__Die Aufgabe__.
Bitte beantworte anhand des folgenden Auszugs diese Fragen:
(a) In welchem Jahrzehnt begann das Auswärtige Amt anzuerkennen, dass die Niederschlagung der Herero- und Nama-Aufstände ein Völkermord war?
(b) Mit wem müssten die Gespräche laut dem Auszug außer mit der namibischen Regierung geführt werden?
(c) Mit welcher Begründung wurde eine juristische Aufarbeitung abgelehnt?

Dabei ist die kritische Aufarbeitung der eigenen Geschichte eigentlich eine Stärke Deutschlands. Wohl kaum ein Land befasst sich mit einer unmoralischen Epoche seiner eigenen Geschichte so intensiv wie Deutschland mit dem Nationalsozialismus. Das ist auch völlig richtig und muss unbedingt so bleiben. Dennoch muss es zusätzlich auch möglich sein, sich mit vorherigen Verbrechen der eigenen Geschichte ebenfalls kritisch zu befassen. Hier steht Deutschland erst ganz am Anfang. Erst in den 2010er Jahren begann das Auswärtige Amt anzuerkennen, dass die brutale Niederschlagung der Herero- und Nama-Aufstände und deren Vertreibung in eine Wüste, um sie verdursten zu lassen, ein Völkermord waren. Die Verhandlungen über eine Entschädigung liefen stockend, auch weil die Bundesregierung immer wieder versucht hat, die deutschen Verbrechen zu marginalisieren.

Änderungen in der Aufarbeitungspolitik notwendig

Lange überfällig wäre eine aufrichtig wirkende Entschuldigung, die nicht direkt wieder eine Einschränkung enthält. Zudem müssten die Gespräche nicht nur mit der namibischen Regierung, sondern auch mit Vertreter*innen der Herero und Nama geführt werden, um wirklich mit den Opfern in Kontakt zu kommen. Stattdessen wurde lange versucht, eine Anerkennung als Völkermord zu verhindern, weil die UN-Definition dazu erst 1955, also später, entstand. Eine juristische Aufarbeitung wurde entschieden abgelehnt, weil die Verbrechen längst verjährt seien.

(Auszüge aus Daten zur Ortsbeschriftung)
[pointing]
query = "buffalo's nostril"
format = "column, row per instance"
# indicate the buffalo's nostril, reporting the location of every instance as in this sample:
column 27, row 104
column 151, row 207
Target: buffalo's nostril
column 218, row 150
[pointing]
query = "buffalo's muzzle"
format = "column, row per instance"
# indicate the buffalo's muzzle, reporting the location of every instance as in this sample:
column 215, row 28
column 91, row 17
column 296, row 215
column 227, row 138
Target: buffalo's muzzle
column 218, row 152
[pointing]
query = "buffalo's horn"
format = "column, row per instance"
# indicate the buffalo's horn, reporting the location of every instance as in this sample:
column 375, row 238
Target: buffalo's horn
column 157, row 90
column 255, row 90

__Vollständige Antwort__.
(a) In den 2010er Jahren.
(b) Mit Vertreter*innen der Herero und Nama.
(c) Mit der Begründung, die Verbrechen seien längst verjährt.